Activity:
Once you reach the line holding "Find: black sneaker", write out that line and every later one exactly, ending with the last line of the data; write nothing else.

(Beginning of Extracted records)

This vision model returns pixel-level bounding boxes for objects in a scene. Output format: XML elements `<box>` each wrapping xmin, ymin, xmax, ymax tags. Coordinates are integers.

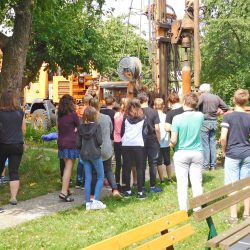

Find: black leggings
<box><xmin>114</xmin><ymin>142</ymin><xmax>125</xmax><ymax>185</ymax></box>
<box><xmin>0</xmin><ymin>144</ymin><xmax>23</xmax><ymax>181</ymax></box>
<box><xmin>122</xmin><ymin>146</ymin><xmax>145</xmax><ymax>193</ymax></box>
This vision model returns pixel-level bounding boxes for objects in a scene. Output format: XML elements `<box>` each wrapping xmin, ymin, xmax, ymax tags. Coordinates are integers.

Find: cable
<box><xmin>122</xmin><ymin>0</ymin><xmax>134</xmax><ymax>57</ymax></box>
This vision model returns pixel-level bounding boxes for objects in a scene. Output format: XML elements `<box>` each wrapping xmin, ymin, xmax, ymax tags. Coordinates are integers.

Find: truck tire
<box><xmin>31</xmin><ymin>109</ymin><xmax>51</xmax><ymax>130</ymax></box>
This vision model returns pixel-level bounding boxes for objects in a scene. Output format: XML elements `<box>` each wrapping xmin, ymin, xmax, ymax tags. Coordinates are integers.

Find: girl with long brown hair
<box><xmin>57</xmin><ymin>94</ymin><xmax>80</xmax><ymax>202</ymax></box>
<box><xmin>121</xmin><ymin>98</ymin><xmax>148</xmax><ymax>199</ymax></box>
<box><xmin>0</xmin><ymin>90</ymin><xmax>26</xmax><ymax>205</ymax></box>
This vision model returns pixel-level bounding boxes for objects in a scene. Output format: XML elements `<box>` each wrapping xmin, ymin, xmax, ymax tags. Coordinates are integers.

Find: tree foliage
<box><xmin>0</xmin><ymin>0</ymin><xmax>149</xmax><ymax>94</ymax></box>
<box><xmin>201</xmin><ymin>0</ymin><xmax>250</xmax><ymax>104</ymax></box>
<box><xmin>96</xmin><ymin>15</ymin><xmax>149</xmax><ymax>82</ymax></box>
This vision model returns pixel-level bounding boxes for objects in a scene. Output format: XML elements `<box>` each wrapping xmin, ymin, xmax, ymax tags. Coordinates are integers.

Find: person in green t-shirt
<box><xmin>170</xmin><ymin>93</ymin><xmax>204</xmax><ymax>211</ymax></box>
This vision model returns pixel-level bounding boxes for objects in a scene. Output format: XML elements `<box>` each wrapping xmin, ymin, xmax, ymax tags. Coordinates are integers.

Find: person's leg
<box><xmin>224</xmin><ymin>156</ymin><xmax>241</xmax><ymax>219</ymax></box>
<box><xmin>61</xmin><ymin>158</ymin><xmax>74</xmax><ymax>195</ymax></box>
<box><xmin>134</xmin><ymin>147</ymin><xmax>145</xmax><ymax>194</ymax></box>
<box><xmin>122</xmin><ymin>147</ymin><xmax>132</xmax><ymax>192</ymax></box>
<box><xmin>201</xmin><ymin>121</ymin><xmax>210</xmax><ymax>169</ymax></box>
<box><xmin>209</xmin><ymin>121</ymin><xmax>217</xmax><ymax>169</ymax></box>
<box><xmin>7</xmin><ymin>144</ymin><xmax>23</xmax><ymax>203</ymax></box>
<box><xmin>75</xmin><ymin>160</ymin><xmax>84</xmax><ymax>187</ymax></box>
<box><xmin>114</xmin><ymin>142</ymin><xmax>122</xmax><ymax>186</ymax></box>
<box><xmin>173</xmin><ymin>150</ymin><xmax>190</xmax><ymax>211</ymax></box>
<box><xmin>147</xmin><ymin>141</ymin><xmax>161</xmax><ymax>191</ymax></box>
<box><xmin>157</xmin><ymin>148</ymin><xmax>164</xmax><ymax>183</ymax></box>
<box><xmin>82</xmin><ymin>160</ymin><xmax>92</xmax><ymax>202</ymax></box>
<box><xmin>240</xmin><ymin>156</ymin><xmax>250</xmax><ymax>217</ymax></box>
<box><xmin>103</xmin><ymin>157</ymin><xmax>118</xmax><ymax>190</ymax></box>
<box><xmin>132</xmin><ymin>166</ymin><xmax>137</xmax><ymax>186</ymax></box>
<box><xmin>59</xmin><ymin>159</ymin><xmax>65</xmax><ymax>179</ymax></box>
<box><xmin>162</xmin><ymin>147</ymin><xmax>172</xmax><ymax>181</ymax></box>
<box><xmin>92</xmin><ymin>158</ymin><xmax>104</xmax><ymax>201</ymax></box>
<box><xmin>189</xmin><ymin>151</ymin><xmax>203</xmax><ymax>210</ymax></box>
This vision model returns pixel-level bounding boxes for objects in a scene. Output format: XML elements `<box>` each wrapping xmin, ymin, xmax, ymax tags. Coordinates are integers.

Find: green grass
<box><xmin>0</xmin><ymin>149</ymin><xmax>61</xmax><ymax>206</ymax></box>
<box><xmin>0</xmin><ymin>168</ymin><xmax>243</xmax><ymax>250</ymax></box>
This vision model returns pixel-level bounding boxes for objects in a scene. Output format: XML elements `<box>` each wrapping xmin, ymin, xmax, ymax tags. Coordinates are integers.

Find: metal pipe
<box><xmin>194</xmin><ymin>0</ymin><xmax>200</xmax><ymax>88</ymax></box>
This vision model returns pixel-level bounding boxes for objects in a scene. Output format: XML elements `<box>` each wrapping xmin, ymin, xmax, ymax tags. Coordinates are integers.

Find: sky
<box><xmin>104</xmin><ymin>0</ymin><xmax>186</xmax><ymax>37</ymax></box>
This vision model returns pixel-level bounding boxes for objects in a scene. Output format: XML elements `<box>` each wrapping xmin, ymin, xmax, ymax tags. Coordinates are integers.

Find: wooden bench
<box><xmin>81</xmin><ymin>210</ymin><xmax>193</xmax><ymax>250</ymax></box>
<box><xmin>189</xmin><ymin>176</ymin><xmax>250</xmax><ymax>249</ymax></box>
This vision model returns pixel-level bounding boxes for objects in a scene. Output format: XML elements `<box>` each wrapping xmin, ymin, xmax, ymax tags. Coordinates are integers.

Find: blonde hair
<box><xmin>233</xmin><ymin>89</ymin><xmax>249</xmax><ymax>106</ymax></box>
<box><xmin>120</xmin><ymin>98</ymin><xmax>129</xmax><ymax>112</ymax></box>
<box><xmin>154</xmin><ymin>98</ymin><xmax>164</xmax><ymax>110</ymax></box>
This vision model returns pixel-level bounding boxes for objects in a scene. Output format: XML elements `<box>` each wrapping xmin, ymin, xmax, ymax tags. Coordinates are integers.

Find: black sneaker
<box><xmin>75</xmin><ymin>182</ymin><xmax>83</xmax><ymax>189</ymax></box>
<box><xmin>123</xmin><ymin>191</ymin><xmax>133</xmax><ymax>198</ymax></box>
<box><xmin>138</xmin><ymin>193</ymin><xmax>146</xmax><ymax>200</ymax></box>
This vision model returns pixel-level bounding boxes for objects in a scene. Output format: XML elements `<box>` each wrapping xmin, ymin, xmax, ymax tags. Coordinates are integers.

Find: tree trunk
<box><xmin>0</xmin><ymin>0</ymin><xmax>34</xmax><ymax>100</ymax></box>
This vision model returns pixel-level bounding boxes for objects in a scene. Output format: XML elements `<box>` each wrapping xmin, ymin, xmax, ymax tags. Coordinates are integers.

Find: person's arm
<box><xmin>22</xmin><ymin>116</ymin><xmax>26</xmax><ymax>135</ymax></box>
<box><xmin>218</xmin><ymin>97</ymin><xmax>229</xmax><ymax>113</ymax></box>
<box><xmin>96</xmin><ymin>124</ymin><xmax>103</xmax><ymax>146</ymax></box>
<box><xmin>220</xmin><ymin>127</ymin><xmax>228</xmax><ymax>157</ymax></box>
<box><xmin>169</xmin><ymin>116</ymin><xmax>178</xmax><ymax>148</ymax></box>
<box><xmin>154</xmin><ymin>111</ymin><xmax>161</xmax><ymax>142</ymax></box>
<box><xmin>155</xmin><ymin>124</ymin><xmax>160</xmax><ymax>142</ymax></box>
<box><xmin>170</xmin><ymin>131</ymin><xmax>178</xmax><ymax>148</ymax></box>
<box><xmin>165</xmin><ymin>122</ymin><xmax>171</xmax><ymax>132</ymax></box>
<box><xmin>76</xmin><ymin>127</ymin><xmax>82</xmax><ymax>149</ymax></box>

(End of Extracted records)

Problem solution:
Find: black sneaker
<box><xmin>75</xmin><ymin>182</ymin><xmax>83</xmax><ymax>189</ymax></box>
<box><xmin>123</xmin><ymin>191</ymin><xmax>133</xmax><ymax>198</ymax></box>
<box><xmin>138</xmin><ymin>193</ymin><xmax>146</xmax><ymax>200</ymax></box>
This vision model returns pixel-level bounding boxes for objects in a scene. Output format: XML elements `<box>` each wrapping xmin, ymin, xmax, ymax tags. Coordinates are integers.

Find: tree trunk
<box><xmin>0</xmin><ymin>0</ymin><xmax>34</xmax><ymax>100</ymax></box>
This vision model returns pixel-level bounding boxes for objects in a scene. Output format: XML elements `<box>` each wrapping xmin, ymin, xmax, ymax tags. Coordinates are integers.

Find: person's arm
<box><xmin>22</xmin><ymin>116</ymin><xmax>26</xmax><ymax>135</ymax></box>
<box><xmin>218</xmin><ymin>97</ymin><xmax>229</xmax><ymax>113</ymax></box>
<box><xmin>96</xmin><ymin>124</ymin><xmax>103</xmax><ymax>146</ymax></box>
<box><xmin>220</xmin><ymin>127</ymin><xmax>228</xmax><ymax>157</ymax></box>
<box><xmin>169</xmin><ymin>116</ymin><xmax>178</xmax><ymax>148</ymax></box>
<box><xmin>154</xmin><ymin>111</ymin><xmax>161</xmax><ymax>142</ymax></box>
<box><xmin>155</xmin><ymin>124</ymin><xmax>160</xmax><ymax>142</ymax></box>
<box><xmin>170</xmin><ymin>131</ymin><xmax>178</xmax><ymax>148</ymax></box>
<box><xmin>165</xmin><ymin>122</ymin><xmax>171</xmax><ymax>132</ymax></box>
<box><xmin>76</xmin><ymin>127</ymin><xmax>82</xmax><ymax>149</ymax></box>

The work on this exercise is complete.